Re: Oops on Power8 (was Re: [PATCH v2 1/7] workqueue: make workqueue available early during boot)

From: Tejun Heo
Date: Fri Oct 14 2016 - 11:08:12 EST


Hello, Michael.

On Tue, Oct 11, 2016 at 10:22:13PM +1100, Michael Ellerman wrote:
> The oops happens because we're in enqueue_task_fair() and p->se->cfs_rq
> is NULL.
>
> The cfs_rq is NULL because we did set_task_rq(p, 2048), where 2048 is
> NR_CPUS. That causes us to index past the end of the tg->cfs_rq array in
> set_task_rq() and happen to get NULL.
>
> We never should have done set_task_rq(p, 2048), because 2048 is >=
> nr_cpu_ids, which means it's not a valid CPU number, and set_task_rq()
> doesn't cope with that.

Hmm... it doesn't reproduce it here and can't see how the commit would
affect this given that it doesn't really change when the kworker
kthreads are being created.

> Presumably we shouldn't be ending up with tsk_cpus_allowed() being
> empty, but I haven't had time to track down why that's happening.

Can you please add WARN_ON_ONCE(!tsk_nr_cpus_allowed(p)) to
select_task_rq() and post what that says?

Thanks.

--
tejun

Available records:

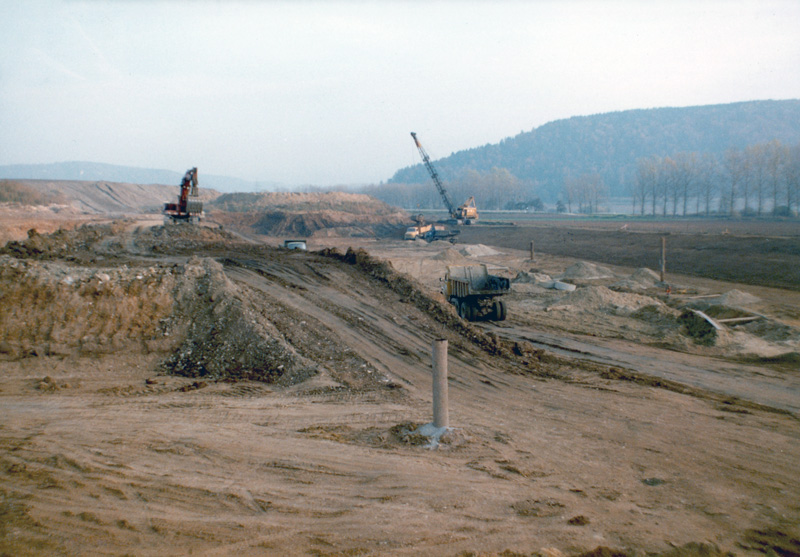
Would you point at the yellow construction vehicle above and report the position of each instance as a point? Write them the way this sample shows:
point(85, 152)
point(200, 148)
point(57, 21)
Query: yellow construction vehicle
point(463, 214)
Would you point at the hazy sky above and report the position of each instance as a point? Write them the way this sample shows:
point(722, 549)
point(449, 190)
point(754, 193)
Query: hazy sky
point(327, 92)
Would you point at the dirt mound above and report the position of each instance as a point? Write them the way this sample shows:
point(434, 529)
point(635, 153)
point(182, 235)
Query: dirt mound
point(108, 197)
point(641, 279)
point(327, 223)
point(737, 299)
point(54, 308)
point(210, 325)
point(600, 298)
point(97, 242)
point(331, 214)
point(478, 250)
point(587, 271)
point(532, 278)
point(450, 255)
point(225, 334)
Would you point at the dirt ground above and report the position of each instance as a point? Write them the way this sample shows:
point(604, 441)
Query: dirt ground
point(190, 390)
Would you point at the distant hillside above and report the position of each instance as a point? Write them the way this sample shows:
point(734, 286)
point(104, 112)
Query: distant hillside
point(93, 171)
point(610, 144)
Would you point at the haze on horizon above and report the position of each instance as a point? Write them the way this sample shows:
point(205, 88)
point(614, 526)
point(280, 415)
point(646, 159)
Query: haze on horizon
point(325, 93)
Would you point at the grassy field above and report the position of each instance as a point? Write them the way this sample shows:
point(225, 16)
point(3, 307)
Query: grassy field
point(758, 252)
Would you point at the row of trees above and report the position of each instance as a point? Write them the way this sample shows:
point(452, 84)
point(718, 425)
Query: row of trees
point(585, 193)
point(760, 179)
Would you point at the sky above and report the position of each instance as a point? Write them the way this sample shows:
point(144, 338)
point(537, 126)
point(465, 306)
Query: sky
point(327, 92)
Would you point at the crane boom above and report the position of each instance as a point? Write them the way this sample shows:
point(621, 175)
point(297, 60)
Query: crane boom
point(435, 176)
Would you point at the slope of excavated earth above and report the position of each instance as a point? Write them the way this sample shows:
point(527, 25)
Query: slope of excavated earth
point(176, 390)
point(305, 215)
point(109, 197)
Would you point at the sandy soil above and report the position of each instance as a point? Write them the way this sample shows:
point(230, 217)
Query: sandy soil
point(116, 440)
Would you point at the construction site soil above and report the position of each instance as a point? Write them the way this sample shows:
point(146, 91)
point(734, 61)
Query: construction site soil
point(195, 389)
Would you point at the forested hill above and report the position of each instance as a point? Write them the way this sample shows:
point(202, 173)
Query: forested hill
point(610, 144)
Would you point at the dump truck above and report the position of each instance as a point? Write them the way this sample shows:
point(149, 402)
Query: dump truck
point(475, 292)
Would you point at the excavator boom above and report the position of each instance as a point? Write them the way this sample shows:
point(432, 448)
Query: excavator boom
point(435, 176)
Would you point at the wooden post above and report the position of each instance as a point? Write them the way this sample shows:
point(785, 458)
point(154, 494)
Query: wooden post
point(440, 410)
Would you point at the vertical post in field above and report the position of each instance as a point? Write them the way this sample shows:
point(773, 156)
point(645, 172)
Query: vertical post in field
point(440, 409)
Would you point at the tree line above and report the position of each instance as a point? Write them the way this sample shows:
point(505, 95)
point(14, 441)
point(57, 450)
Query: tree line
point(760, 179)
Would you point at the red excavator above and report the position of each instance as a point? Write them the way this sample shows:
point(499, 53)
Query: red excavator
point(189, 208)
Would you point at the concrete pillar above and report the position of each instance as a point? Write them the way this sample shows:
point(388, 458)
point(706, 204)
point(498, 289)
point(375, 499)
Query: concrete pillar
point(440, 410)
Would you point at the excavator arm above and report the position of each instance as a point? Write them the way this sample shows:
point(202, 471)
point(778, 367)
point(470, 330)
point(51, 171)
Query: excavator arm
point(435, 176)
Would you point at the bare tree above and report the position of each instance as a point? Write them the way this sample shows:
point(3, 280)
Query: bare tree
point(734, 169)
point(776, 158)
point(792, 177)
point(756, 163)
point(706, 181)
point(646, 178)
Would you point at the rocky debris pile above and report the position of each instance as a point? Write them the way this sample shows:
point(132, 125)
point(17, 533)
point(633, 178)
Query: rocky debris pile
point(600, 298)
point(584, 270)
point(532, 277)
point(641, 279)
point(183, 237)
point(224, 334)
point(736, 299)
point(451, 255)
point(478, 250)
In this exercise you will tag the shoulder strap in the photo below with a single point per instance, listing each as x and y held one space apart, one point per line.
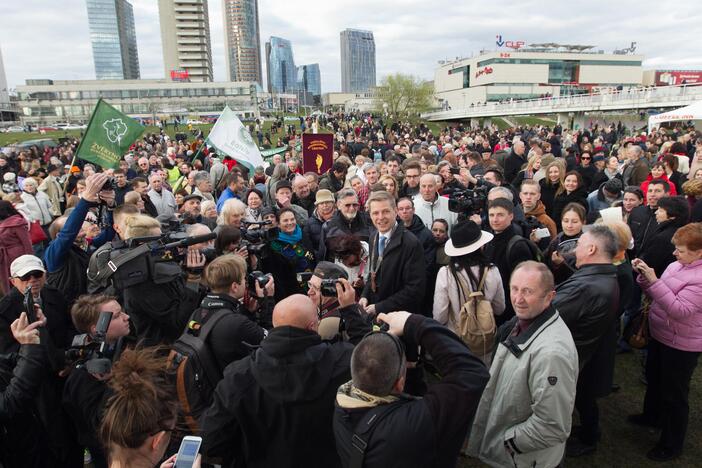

---

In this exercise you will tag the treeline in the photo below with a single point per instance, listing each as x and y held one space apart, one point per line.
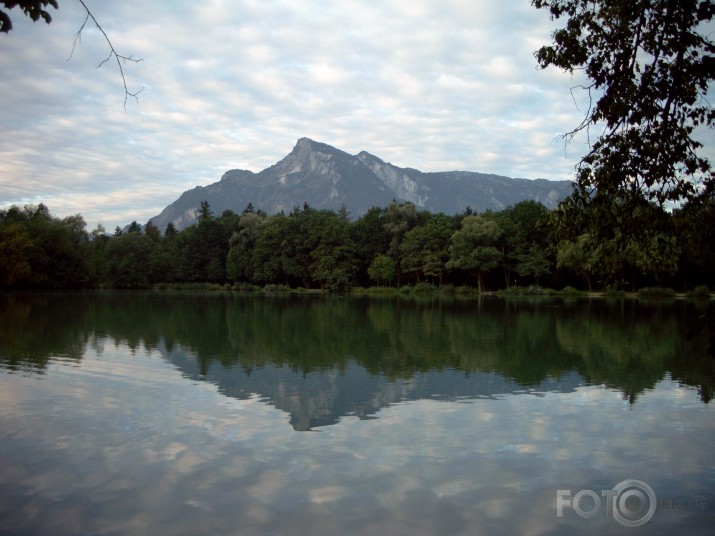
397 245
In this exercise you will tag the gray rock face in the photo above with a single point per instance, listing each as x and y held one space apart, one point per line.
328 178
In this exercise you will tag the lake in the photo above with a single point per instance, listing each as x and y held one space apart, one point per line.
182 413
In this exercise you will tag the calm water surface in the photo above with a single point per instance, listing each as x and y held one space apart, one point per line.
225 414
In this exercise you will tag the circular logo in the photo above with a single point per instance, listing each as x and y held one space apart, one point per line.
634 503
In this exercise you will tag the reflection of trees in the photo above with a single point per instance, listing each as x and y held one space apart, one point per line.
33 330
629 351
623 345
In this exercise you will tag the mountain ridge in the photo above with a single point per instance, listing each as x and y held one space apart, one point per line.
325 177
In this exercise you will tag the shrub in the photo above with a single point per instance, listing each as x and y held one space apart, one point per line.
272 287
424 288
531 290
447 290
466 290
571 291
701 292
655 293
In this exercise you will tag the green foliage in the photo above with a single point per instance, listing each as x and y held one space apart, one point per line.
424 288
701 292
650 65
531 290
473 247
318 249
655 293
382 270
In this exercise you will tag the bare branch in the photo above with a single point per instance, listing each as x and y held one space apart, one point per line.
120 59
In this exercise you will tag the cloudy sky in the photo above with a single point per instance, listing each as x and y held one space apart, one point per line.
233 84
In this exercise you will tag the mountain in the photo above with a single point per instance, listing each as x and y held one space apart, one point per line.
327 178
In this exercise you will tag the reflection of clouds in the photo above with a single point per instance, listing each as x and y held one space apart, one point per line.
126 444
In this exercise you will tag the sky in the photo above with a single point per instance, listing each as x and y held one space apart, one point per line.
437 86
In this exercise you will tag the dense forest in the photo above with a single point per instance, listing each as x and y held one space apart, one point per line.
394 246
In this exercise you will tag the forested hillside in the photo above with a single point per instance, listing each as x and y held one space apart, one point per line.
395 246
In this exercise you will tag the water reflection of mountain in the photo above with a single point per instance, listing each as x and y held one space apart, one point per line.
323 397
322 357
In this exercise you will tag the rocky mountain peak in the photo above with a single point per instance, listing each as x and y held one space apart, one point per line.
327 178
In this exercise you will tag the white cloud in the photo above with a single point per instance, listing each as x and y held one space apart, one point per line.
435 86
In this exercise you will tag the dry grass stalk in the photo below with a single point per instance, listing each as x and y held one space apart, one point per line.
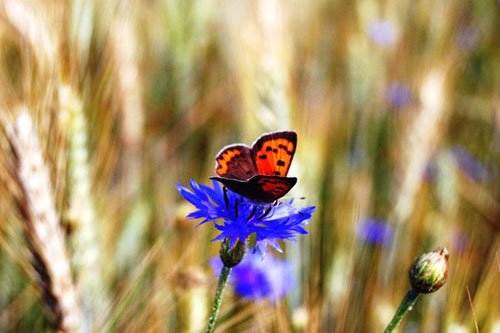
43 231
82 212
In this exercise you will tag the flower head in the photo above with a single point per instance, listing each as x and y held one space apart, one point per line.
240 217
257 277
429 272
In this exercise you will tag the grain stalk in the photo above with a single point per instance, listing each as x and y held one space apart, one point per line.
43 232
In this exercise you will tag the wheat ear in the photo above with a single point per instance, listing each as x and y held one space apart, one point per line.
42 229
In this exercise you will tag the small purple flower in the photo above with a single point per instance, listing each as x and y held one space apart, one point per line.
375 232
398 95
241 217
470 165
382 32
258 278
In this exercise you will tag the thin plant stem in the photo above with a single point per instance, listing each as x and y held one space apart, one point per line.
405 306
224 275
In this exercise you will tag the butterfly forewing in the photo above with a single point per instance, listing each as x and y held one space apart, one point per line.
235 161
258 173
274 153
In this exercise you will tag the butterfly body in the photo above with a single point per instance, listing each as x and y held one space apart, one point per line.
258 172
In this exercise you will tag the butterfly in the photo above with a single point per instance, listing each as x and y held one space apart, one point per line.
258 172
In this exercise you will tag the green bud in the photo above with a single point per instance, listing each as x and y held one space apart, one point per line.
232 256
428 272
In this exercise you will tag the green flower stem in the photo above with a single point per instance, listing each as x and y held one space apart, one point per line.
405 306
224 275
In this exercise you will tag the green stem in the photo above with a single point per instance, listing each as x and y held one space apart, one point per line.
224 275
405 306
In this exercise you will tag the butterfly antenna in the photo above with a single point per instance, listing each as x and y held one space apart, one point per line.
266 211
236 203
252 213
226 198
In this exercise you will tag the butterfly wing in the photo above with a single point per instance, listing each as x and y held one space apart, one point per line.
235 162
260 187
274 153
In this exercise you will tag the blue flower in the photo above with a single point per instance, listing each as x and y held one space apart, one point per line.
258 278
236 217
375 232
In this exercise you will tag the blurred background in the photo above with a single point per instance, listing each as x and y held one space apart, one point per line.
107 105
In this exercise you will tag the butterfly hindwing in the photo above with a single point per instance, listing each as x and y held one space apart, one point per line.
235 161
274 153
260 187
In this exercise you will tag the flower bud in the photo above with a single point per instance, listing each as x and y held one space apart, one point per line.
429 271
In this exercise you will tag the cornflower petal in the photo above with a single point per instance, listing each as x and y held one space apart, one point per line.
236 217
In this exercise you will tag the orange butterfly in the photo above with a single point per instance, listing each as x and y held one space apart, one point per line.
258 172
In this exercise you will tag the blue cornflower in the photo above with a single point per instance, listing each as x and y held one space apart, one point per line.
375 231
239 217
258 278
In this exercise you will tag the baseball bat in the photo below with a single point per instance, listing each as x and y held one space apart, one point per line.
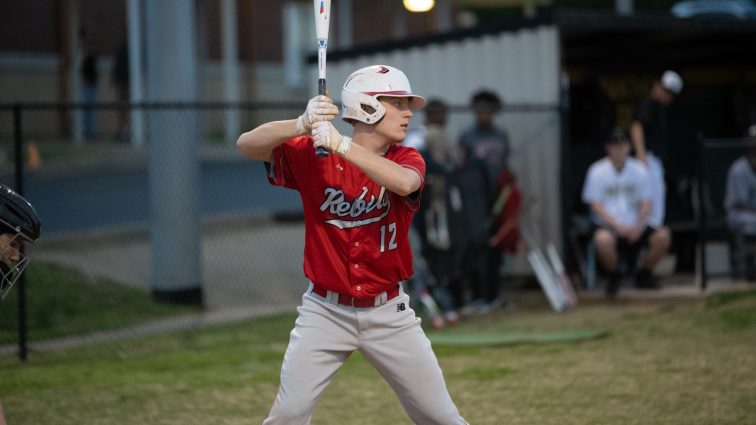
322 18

Instruction A: From the kernel mailing list reply, return the stretch from "On Tue, Oct" through "cope with that." word for word.
Instruction B: In the entries, retype the stretch from the line containing "Would you point at the yellow" through the line containing "point(463, 214)", with both of those lines included.

Finished answer A:
On Tue, Oct 11, 2016 at 10:22:13PM +1100, Michael Ellerman wrote:
> The oops happens because we're in enqueue_task_fair() and p->se->cfs_rq
> is NULL.
>
> The cfs_rq is NULL because we did set_task_rq(p, 2048), where 2048 is
> NR_CPUS. That causes us to index past the end of the tg->cfs_rq array in
> set_task_rq() and happen to get NULL.
>
> We never should have done set_task_rq(p, 2048), because 2048 is >=
> nr_cpu_ids, which means it's not a valid CPU number, and set_task_rq()
> doesn't cope with that.

Finished answer B:
Would you point at the yellow construction vehicle above and report the position of each instance as a point? Write them the way this sample shows:
point(85, 152)
point(200, 148)
point(57, 21)
Query: yellow construction vehicle
point(463, 214)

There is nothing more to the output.